**Stated exercise**: Arrange the part of the records below that opens with the line containing "Scouting task: drop one point on every instance of the green" and closes with the line containing "[(316, 142)]" as a numbered list, leaving out blank lines.

**Items**:
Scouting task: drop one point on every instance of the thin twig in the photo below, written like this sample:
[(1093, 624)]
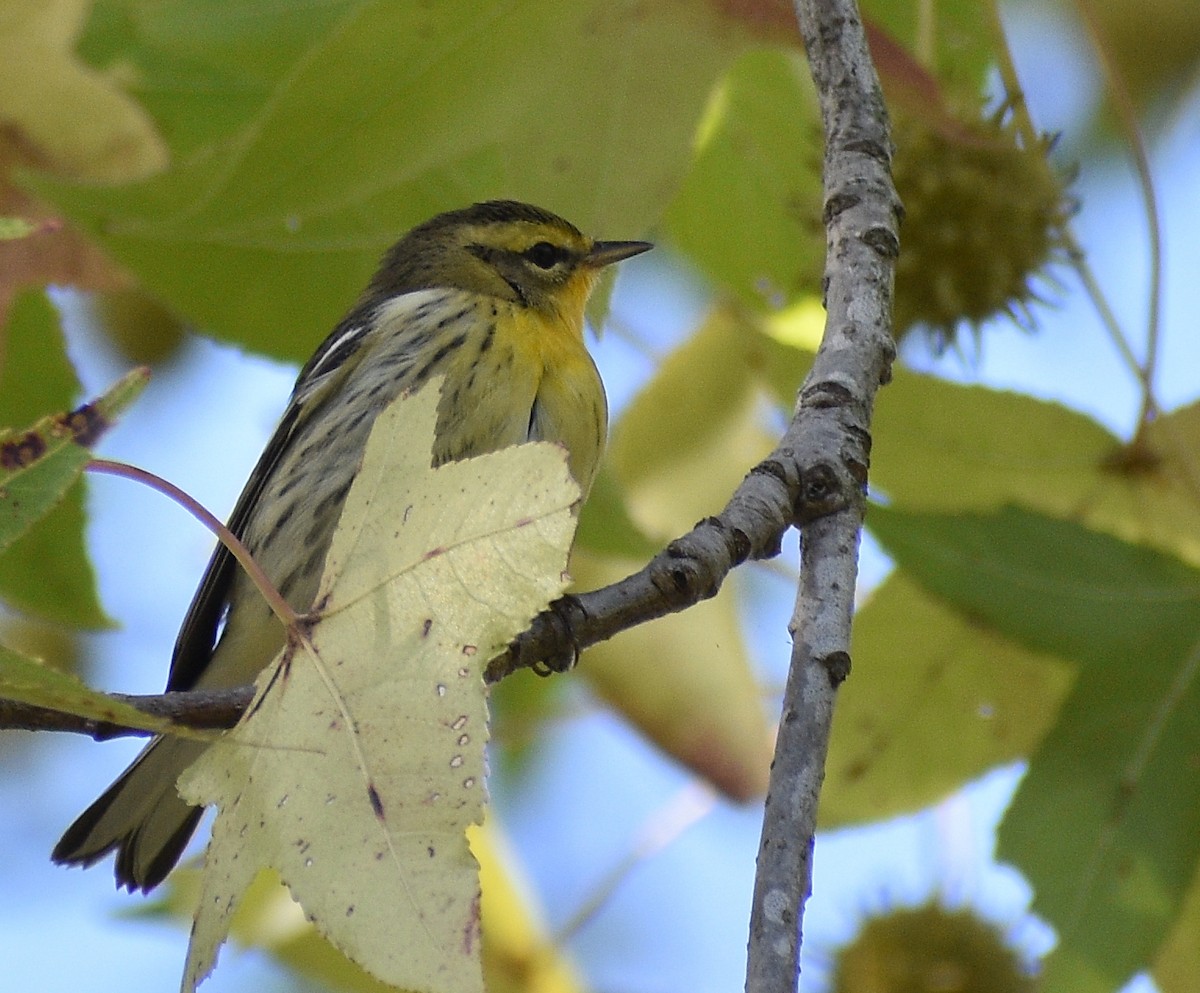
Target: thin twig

* * *

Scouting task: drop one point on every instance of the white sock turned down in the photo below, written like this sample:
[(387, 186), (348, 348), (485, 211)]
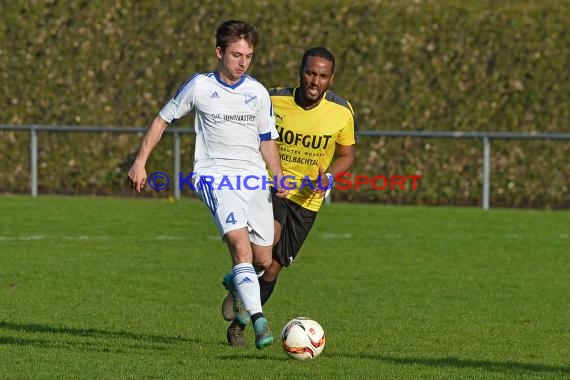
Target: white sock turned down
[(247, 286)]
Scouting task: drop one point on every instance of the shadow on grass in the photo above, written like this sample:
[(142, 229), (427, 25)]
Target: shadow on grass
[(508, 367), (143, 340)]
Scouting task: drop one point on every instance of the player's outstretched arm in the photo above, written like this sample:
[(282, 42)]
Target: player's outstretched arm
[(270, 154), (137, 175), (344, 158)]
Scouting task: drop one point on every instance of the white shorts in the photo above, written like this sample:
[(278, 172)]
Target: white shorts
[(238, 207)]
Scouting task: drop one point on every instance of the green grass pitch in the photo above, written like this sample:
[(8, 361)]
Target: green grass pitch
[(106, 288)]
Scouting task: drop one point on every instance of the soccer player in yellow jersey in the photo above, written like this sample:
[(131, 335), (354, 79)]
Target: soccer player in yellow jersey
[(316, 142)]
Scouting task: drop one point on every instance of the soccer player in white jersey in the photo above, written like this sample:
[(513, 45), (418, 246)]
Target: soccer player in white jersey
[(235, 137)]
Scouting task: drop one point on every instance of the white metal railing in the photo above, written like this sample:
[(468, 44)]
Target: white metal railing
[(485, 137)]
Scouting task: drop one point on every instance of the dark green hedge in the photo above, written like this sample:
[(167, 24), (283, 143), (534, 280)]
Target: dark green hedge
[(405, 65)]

**Task solution**:
1. Scouting task: drop one point on every instance of the green grass pitch in the photo above, written like this sample:
2. [(8, 361)]
3. Target: green grass pitch
4. [(106, 288)]
5. Scouting task: drop one point on every instance of the soccer player in yellow jersey in the photo above, written like this sample:
6. [(131, 335), (354, 79)]
7. Target: soccer player in yellow jersey
8. [(316, 142)]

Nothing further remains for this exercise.